-- Tasks to complete --
1. According to the account of Benoit and the Rwandan genocide, what job did he take after the diocese forced him to leave Kabgayi?
2. Proceed with the account of Benoit and the Rwandan genocide, continuing from its final sentence.

-- Text to read --
□ □ □ □ □ □ □

The diocese was scandalized, and the monsignor was determined to excommunicate him, but the Vatican refused. “They said, ‘No, you must try to rehabilitate him,’ so I was suspended. The diocese forced him to leave Kabgayi, and he ended up in Kigali and got a job as an accountant for the national social security office. Over the next several years, Benoit read the scriptures and prayed for repentance and balanced ledgers. Eventually, he petitioned Rome to reinstate him. “I was waiting for their response when the president’s plane crashed,” he says.

The next several days were a hellish blur. "I stayed in my house. Of course, in my neighborhood, we heard much fighting, but we all assumed it was a war." Finally after a few days, he went out looking to buy food.

"I was walking down the street and some soldiers had set up a checkpoint. They stopped a man ahead of me who was walking with two young boys. I saw the soldiers shoot all three of them at point-blank range," he says. When he reached the checkpoint, the soldiers told him they were searching for RPF and that the man and two boys were informers. "I thought that such a thing was usual in war—not genocide."

After the fighting ended and the RPF gained control of the country, Benoit returned to his job as an accountant. A few months later, as investigations into the genocide began, some witnesses came forward to say that he had encouraged the soldiers to kill the man and the boys and had heard him urging them to hunt down RPF sympathizers.

He was arrested in Kigali and appeared before a national court. They asked him why, as a priest and a government worker, he had not tried to stop the killing.

"What could I do?" he asks. "I was powerless. It was insanity. They would have killed me."

The case was referred to a gacaca, a special community court created to hold accountable those who participated in the genocide. "I refused to testify. I did nothing wrong," he says. The gacaca tried him in absentia and convicted him of conspiring to participate in the genocide. He has 14 years remaining on his sentence.

I asked about Terese and his son, who would have been half Hutu and half Tutsi.

□ □ □ □ □ □ □

-- Data excerpts --
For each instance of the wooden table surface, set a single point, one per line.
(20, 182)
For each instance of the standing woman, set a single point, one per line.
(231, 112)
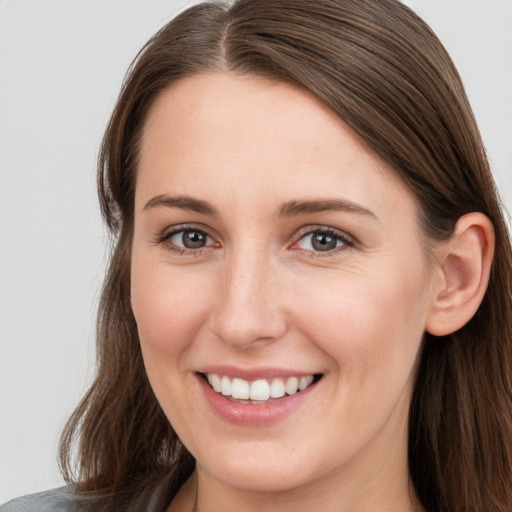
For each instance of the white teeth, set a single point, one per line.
(304, 382)
(240, 389)
(277, 388)
(215, 382)
(225, 386)
(258, 390)
(292, 385)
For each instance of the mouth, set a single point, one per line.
(259, 391)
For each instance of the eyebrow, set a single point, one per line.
(182, 202)
(288, 209)
(296, 208)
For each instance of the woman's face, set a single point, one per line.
(272, 249)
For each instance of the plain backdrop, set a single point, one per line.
(61, 66)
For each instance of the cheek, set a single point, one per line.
(169, 308)
(371, 328)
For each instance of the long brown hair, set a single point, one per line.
(382, 70)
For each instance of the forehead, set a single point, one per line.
(219, 133)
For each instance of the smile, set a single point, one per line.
(258, 391)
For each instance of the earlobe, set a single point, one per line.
(464, 264)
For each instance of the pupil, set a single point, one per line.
(323, 242)
(194, 239)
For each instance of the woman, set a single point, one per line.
(308, 306)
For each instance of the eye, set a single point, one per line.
(323, 240)
(183, 239)
(189, 239)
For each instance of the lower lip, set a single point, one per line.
(253, 415)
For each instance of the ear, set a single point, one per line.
(464, 265)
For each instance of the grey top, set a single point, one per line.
(61, 499)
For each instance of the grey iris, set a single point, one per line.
(323, 242)
(193, 239)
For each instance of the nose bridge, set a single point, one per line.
(248, 309)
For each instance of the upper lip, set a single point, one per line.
(251, 374)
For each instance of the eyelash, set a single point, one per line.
(346, 241)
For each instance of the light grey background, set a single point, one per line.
(61, 66)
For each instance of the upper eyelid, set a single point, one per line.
(308, 230)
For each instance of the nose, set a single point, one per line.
(249, 310)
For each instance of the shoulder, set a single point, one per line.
(61, 499)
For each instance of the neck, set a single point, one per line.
(332, 493)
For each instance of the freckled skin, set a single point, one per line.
(258, 294)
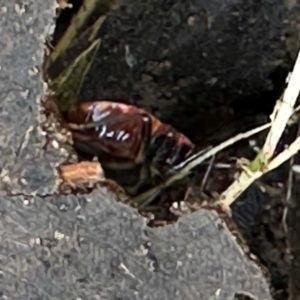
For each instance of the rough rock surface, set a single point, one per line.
(90, 247)
(187, 61)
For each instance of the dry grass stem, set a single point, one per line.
(279, 119)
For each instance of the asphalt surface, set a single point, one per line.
(90, 247)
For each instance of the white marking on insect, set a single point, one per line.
(110, 134)
(100, 116)
(103, 131)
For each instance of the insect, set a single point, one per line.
(125, 137)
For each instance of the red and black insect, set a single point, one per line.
(123, 135)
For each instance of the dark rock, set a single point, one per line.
(71, 247)
(259, 216)
(188, 62)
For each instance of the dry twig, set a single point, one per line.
(279, 119)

□ □ □ □ □ □ □

-- The results --
1. He became an accountant for the national social security office in Kigali.

2.
"When the killing began, she sent the boy to be with my relatives in Kamonyi. He lives in Kigali now," Benoit said, adding that his son is now married with four children. "I heard Terese was killed trying to flee to her family's home in Kibilira," he says, adding, "It was regrettable."

For Benoit, life continues inside the prison surrounded by other genocidaires. He translates religious texts from French into Kinyarwanda and serves as the prison's Roman Catholic priest. He quotes a New Testament passage from the Gospel of Matthew that he says sustains him: "I am with you always, even to the end of the world."

I asked him if as a Hutu he ever felt the need to apologize to Tutsi for what happened. His magnified eyes seemed to widen further behind his large glasses. "For what? I have done nothing wrong."The Official Rememberer
Leon Muberuka, 31, is annoyed with photographer David Guttenfelder and me. We have arrived a few minutes before five in the afternoon, and he is about to close the genocide memorial at Nyamata Church. "I have been here since seven," he says, checking the time on his phone. He takes a deep breath and says, "Ok, let's go." And for the tenth or eleventh time that day, he begins to recite the grim story of what happened at this rural church about 20 miles (32 kilometers) south of Kigali on April 10, 1994.

By that date, the killing was spreading across the country. More than 10,000 panicked Tutsi had gathered on the grounds of the modest redbrick church here seeking shelter from the Interahamwe militias, and more than 2,000 locked themselves inside the church. "The first thing you will notice is the doorway to the church," he says, motioning to a mangled steel gate and a large gouge in the cement floor. "The Interahamwe used grenades to blow it open."

We stepped into the sanctuary. Long bench pews were arranged in a wide semicircle, and the floor sloped slightly downward toward the altar. "Once inside, they threw more grenades and fired their guns. You can see the damage on the walls and ceiling." He pointed to pockmarks in the brick walls and a constellation of small holes in the corrugated metal roof. Shafts of late afternoon sun streamed through the bullet holes.

"After the militias fired their guns, they withdrew, and local people came inside with machetes and clubs to kill any survivors," he said, "including many small children who had been hidden by their parents under the pews."

A handful of survivors miraculously emerged from the mass of bodies, which remained in the church until after the area was liberated by the RPF. Eventually the corpses were removed, but their ripped and bloodstained clothes were piled atop the pews as part of the memorial. Looking closely at the tangles, I make out faded cotton sundresses, crocheted shawls, a pair of striped soccer socks, a pink bra.Leon leads me to the front of the church. The white altar cloth is stained pink from blood. Atop sits a pile of rosary beads and a collection of weapons used in the killings, including a steel cross that had been pulled off the wall and used as a club.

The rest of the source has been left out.